:: Job ::
Rewrite the rows below, from the one containing "Detection label needed. Target: dark" through the last row inclusive, as a Markdown table with a Number column and a Line column, skipping any blank lines.

[Entries for bounding-box labeling]
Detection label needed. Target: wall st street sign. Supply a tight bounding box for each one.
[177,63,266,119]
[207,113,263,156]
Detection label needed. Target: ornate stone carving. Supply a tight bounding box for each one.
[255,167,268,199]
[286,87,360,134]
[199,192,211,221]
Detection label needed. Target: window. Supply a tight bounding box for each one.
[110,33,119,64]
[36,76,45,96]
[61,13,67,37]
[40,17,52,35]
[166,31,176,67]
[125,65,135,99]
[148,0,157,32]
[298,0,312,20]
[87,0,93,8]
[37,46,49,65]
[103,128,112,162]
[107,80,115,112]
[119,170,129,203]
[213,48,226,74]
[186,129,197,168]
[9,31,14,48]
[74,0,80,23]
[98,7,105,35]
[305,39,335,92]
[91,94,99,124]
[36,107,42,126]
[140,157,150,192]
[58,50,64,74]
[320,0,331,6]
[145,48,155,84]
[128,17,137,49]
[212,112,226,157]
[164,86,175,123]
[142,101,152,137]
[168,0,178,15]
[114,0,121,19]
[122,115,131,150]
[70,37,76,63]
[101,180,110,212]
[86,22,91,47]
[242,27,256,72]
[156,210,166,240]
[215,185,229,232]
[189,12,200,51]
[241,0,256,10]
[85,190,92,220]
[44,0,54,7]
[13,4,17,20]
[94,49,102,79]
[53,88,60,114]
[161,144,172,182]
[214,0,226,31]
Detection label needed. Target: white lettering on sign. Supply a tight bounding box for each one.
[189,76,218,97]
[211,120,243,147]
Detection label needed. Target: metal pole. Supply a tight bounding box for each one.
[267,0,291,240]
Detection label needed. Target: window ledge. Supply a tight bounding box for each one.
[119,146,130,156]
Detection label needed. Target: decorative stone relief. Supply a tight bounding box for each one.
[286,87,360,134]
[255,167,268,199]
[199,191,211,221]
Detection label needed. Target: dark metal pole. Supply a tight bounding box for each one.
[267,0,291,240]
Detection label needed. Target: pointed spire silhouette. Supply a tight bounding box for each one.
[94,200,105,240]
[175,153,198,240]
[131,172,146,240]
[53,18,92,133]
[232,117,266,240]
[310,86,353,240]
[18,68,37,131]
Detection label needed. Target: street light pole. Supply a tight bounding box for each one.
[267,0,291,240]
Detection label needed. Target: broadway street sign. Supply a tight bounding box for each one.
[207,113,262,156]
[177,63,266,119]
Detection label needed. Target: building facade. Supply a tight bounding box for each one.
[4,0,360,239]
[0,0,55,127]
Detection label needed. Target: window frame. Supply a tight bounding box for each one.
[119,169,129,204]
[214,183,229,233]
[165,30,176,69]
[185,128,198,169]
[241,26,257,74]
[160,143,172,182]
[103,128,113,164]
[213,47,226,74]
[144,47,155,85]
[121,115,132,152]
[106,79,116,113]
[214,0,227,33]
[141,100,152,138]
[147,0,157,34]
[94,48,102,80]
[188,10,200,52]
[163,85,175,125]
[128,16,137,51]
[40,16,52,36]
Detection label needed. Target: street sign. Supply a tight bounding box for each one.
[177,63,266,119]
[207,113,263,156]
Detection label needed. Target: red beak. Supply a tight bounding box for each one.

:: Solution ::
| Number | Line |
|---|---|
| 1 | Detection label needed. Target: dark metal pole. Supply a tight bounding box for each one. |
| 2 | [267,0,291,240] |
| 3 | Detection label needed. Target: pointed spire silhouette. Supply a tight bounding box for each one. |
| 4 | [94,200,105,240] |
| 5 | [175,153,198,240] |
| 6 | [131,172,146,240] |
| 7 | [53,18,92,133] |
| 8 | [232,117,266,240] |
| 9 | [310,86,353,240] |
| 10 | [18,68,37,131] |
| 11 | Detection label needed. Target: street light pole. Supply a tight bounding box for each one. |
| 12 | [267,0,291,240] |
| 13 | Detection label needed. Target: broadway street sign. Supply a tight bounding box for each one. |
| 14 | [207,113,262,156] |
| 15 | [177,63,266,119] |
| 16 | Detection label needed. Target: building facade. Supply a tight bounding box for each one. |
| 17 | [4,0,360,239] |
| 18 | [0,0,55,127] |
| 19 | Detection label needed. Target: window frame. Supply a tight bounding box for each one. |
| 20 | [119,169,129,204] |
| 21 | [214,183,229,233] |
| 22 | [165,30,176,69] |
| 23 | [185,128,198,169] |
| 24 | [241,26,257,74] |
| 25 | [160,143,172,182] |
| 26 | [103,128,113,164] |
| 27 | [213,47,226,74] |
| 28 | [144,47,155,85] |
| 29 | [121,115,132,152] |
| 30 | [106,79,116,113] |
| 31 | [214,0,227,33] |
| 32 | [141,100,152,138] |
| 33 | [147,0,157,34] |
| 34 | [94,48,102,80] |
| 35 | [188,10,200,52] |
| 36 | [163,85,175,125] |
| 37 | [128,16,137,51] |
| 38 | [40,16,52,36] |
| 39 | Detection label needed. Target: street sign. Supply a tight bounding box for each one. |
| 40 | [177,63,266,119] |
| 41 | [207,113,263,156] |
| 42 | Detection label needed. Target: red beak. Supply a tight bounding box for each one. |